● **Required task**:
In the passage of the ISA investing text starting at "The simplest fix: switch" and ending at "a practical framework.", change "FTSE 250" to "FTSE 350" and write out the revised stretch.
____ Given text
The simplest fix: switch your core ISA holding from a FTSE 100 tracker to a global index fund. The Vanguard FTSE All-World ETF or the iShares MSCI World ETF give you exposure to 1,500–2,000 companies across developed markets. Add a FTSE 250 tracker at 10% if you want UK small-cap exposure where the home advantage is plausible. That's it. Two funds. Done. See our guide to building a diversified portfolio for a practical framework.

The active vs passive debate is settled for most investors: 9 out of 10 active UK fund managers trail their benchmark. A low-cost global tracker removes the active manager risk and the home bias risk in one trade. Browse our investing hub for more on building a globally-diversified portfolio from a UK ISA. Your future self — the one trying to retire in 2056 — will not look back and wish you'd owned more banks and oil companies.
________
____ Data section
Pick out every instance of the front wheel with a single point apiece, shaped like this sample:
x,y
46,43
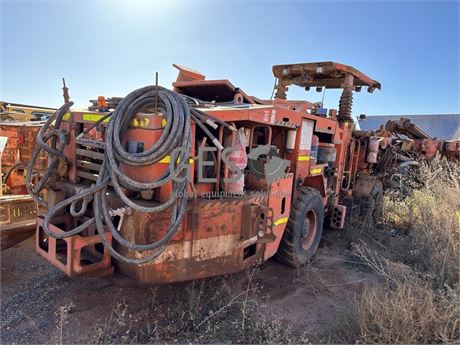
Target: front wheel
x,y
304,229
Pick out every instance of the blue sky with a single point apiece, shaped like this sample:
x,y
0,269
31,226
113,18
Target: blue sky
x,y
112,47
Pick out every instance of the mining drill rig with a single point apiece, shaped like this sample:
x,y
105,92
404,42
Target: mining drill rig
x,y
19,125
202,180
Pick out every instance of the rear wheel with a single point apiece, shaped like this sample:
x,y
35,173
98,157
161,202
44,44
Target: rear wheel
x,y
304,229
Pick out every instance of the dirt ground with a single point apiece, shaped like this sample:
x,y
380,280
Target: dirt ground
x,y
32,292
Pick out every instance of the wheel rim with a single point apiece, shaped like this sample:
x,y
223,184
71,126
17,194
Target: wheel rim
x,y
309,230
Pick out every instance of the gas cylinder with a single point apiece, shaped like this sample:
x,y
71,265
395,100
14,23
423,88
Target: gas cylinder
x,y
314,149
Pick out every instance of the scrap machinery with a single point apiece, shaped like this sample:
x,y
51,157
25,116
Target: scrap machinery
x,y
149,187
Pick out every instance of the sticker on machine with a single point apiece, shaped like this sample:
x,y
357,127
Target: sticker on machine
x,y
272,118
306,134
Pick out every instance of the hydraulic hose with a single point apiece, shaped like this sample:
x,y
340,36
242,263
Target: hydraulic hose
x,y
175,141
55,153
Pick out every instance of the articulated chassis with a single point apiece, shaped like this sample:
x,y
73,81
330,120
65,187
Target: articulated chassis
x,y
218,235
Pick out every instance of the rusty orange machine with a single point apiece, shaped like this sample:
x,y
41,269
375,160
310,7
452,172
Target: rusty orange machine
x,y
202,180
17,209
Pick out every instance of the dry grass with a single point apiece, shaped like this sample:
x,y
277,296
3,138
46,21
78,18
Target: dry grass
x,y
416,249
218,310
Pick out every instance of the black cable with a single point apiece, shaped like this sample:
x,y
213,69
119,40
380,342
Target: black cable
x,y
175,135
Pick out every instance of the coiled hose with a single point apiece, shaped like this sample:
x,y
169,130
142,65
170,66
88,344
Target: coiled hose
x,y
175,135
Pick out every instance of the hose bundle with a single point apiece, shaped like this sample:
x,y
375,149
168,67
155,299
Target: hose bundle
x,y
176,135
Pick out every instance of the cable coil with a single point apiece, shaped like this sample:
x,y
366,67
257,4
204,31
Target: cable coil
x,y
176,135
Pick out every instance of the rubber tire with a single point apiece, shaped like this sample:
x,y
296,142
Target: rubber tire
x,y
291,251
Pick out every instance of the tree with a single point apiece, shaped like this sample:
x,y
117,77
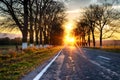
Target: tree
x,y
18,10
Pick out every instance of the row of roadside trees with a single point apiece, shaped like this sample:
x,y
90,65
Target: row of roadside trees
x,y
100,19
37,20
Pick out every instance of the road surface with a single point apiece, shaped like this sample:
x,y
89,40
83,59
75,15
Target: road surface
x,y
82,64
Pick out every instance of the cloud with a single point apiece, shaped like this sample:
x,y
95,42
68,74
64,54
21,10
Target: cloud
x,y
76,4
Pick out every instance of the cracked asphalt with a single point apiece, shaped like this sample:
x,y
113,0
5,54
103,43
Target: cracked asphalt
x,y
84,64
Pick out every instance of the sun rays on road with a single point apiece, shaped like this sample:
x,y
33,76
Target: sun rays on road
x,y
69,35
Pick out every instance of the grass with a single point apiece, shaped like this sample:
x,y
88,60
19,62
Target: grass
x,y
14,67
115,49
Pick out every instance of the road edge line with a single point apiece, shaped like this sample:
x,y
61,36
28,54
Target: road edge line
x,y
39,75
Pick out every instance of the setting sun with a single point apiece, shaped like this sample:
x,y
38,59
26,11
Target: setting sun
x,y
69,37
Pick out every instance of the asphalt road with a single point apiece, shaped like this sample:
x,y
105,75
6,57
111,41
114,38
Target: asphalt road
x,y
84,64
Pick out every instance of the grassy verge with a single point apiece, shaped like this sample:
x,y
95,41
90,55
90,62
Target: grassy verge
x,y
13,66
115,49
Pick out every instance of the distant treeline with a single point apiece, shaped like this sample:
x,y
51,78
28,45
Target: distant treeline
x,y
8,41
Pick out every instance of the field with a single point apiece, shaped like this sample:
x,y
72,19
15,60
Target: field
x,y
14,65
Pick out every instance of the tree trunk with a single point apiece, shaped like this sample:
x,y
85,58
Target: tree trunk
x,y
31,25
89,38
24,39
25,29
41,42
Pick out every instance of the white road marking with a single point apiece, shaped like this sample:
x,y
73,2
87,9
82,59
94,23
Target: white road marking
x,y
45,69
104,68
104,57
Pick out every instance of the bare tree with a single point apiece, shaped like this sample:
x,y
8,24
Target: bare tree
x,y
18,14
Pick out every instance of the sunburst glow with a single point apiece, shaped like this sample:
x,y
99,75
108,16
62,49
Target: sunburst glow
x,y
69,37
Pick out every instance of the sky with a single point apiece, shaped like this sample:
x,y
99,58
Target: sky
x,y
74,7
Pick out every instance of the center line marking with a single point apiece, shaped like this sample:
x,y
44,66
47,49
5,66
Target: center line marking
x,y
104,57
45,69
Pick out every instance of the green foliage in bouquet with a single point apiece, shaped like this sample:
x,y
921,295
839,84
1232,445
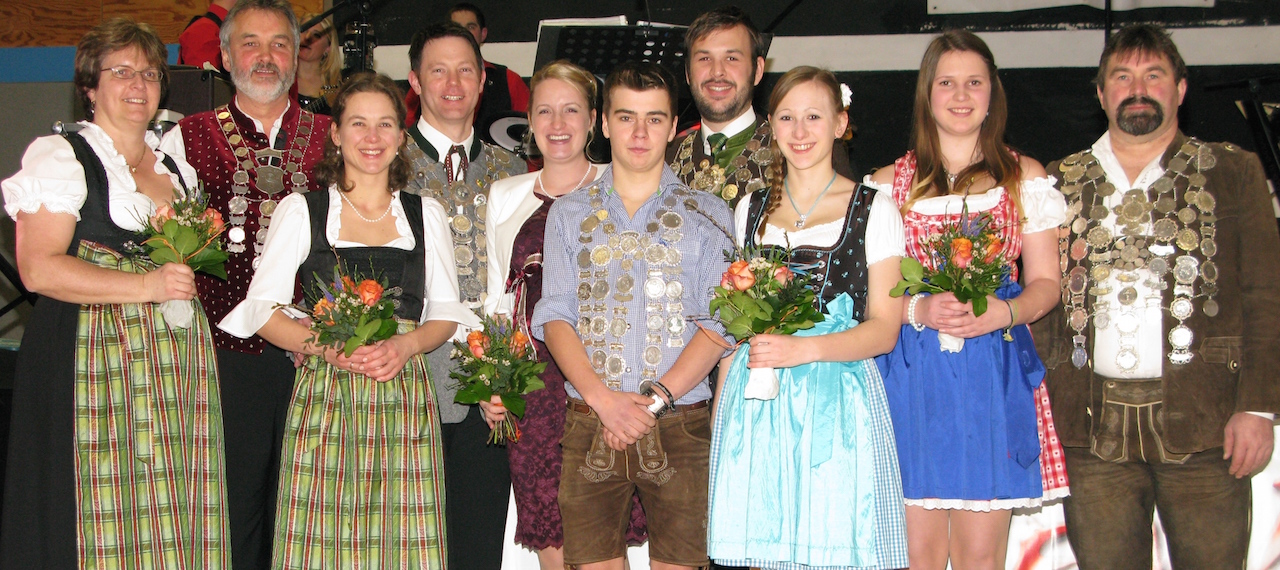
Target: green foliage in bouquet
x,y
498,360
350,311
967,259
762,295
186,231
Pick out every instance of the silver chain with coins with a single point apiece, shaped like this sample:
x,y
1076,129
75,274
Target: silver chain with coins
x,y
1092,254
602,331
270,168
727,182
466,205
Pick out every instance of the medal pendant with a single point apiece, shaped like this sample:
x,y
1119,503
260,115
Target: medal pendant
x,y
270,179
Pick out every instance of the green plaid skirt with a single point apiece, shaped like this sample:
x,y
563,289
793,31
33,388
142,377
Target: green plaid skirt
x,y
149,437
361,473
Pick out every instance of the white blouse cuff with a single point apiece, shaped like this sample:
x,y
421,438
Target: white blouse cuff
x,y
1043,205
251,314
452,311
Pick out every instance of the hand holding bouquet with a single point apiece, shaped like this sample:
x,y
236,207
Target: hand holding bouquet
x,y
187,232
965,259
498,360
350,311
762,295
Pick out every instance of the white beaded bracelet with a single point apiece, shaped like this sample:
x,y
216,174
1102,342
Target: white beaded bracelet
x,y
910,314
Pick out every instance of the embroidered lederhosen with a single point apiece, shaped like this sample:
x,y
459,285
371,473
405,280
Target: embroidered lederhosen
________
● **Full answer**:
The simplest fix: switch your core ISA holding from a FTSE 100 tracker to a global index fund. The Vanguard FTSE All-World ETF or the iShares MSCI World ETF give you exposure to 1,500–2,000 companies across developed markets. Add a FTSE 350 tracker at 10% if you want UK small-cap exposure where the home advantage is plausible. That's it. Two funds. Done. See our guide to building a diversified portfolio for a practical framework.